- [Given information]
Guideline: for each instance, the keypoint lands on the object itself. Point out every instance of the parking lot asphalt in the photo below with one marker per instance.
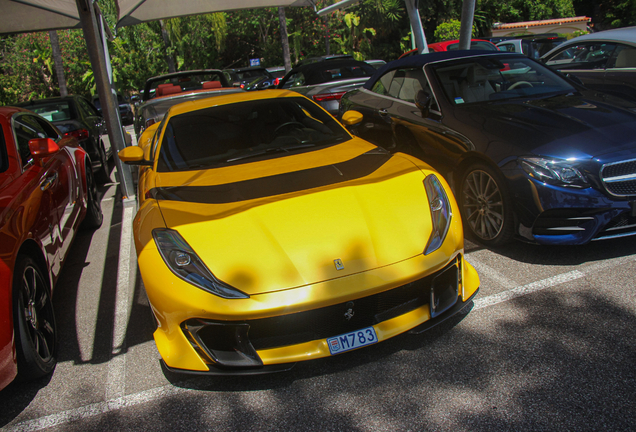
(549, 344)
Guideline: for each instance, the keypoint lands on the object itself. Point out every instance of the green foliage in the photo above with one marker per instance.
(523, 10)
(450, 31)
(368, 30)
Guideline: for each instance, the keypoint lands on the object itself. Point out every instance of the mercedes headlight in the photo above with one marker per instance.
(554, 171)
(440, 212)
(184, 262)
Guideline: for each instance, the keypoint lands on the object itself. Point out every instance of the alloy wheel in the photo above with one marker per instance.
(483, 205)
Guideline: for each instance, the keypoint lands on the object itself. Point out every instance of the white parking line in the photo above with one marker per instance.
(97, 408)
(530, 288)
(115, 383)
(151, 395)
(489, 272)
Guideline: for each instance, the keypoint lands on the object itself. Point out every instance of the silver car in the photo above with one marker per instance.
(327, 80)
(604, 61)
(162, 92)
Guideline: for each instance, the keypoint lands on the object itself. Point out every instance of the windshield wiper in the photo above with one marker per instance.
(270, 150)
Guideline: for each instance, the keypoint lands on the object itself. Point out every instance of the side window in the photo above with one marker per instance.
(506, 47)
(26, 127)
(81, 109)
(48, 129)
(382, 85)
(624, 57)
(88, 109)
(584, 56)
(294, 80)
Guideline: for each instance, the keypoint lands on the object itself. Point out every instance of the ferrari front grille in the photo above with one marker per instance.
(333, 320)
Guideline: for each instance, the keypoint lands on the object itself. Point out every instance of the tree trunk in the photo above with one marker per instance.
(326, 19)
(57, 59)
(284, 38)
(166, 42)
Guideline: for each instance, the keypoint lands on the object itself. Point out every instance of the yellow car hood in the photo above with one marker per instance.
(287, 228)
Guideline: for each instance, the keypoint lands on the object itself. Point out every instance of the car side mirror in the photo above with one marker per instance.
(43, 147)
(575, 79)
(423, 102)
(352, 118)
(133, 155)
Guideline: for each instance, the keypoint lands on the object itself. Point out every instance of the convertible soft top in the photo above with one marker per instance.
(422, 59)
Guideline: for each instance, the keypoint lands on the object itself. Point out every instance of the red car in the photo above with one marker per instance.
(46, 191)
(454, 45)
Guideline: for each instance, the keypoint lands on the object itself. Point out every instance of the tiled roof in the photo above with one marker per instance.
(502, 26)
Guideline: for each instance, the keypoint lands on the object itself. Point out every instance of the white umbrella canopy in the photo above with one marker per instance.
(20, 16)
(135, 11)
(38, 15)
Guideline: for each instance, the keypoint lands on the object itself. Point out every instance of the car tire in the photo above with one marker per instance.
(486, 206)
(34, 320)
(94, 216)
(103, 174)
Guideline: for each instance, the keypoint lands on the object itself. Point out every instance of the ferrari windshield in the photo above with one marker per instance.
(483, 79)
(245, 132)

---

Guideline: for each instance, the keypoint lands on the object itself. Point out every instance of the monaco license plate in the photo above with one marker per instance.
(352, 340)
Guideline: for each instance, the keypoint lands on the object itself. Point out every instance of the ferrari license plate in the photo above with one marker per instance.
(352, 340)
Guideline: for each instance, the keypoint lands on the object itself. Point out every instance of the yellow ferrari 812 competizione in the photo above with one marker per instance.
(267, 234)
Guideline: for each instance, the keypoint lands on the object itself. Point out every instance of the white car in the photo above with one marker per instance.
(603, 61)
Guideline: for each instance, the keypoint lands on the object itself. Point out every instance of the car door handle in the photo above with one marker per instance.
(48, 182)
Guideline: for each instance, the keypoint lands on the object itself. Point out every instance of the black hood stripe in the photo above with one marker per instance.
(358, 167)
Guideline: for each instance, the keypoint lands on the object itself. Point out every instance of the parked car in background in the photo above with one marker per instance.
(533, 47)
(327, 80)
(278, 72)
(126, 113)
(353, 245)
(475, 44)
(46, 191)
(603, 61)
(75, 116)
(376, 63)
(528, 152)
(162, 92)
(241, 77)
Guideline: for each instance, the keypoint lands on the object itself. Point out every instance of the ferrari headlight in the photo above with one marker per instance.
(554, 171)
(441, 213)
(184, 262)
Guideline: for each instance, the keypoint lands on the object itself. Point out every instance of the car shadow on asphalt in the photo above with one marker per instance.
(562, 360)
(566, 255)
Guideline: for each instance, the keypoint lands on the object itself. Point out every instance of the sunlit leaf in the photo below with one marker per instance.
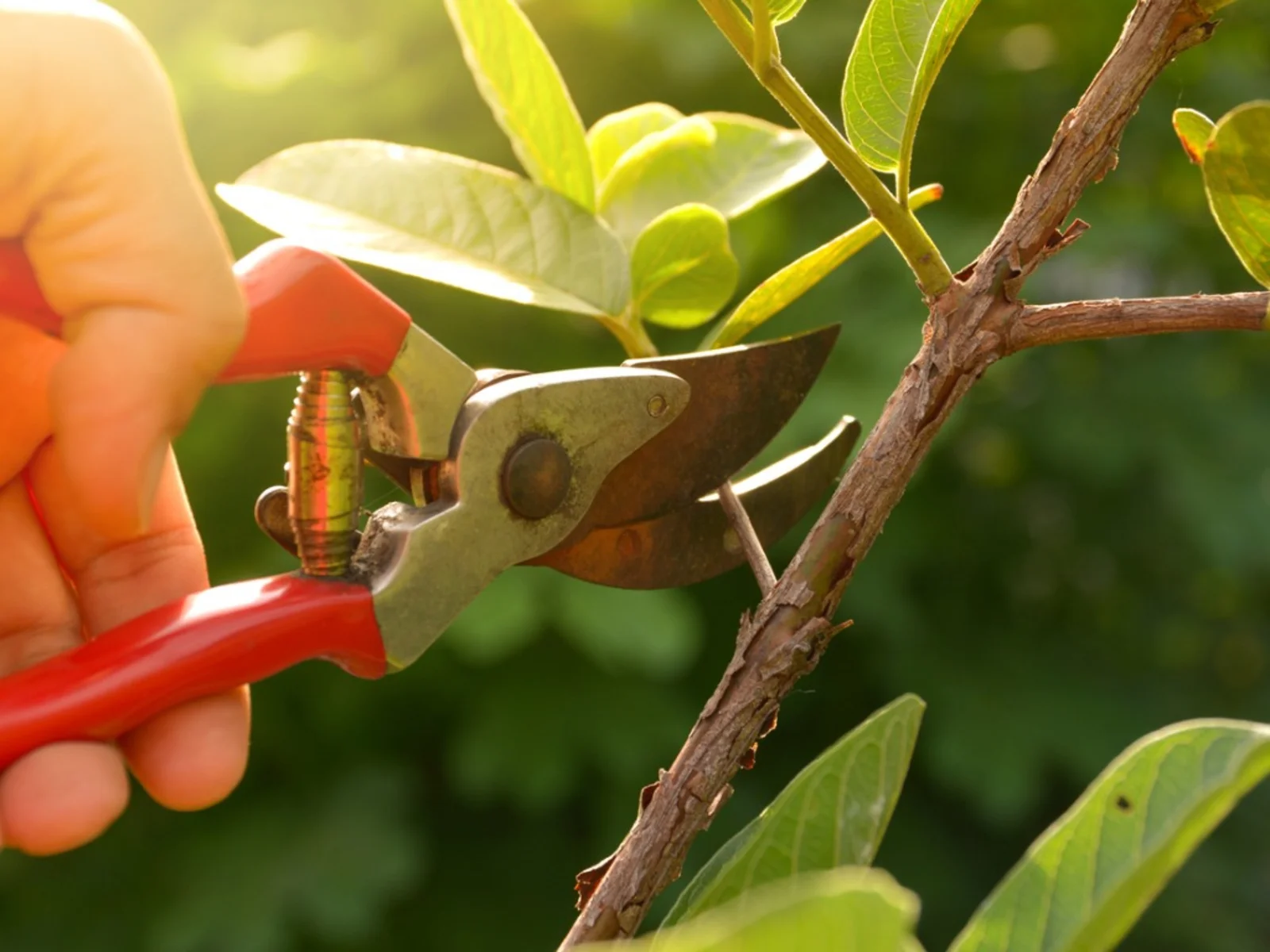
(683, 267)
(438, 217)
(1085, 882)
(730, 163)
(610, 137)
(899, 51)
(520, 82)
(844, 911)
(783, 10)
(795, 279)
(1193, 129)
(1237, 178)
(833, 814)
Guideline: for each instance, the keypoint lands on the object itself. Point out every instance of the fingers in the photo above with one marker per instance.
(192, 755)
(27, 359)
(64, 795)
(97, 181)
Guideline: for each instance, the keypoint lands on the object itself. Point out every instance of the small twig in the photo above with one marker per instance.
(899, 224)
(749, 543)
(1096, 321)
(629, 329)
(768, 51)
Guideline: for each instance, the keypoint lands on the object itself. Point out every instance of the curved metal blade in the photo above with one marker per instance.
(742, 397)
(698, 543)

- [What the exercise asks]
Identify each line in the records that contains the string "side" and copy it out. Treat the match as case-sensitive.

- [The output]
Guideline: for each instance, the keypoint lands on the object itself. Point out every instance of the side window in the photo above with one marker per instance.
Guideline: for each instance, the keypoint lands on the object itself. Point out every instance of the car side mirror in the photo above with one marker per instance.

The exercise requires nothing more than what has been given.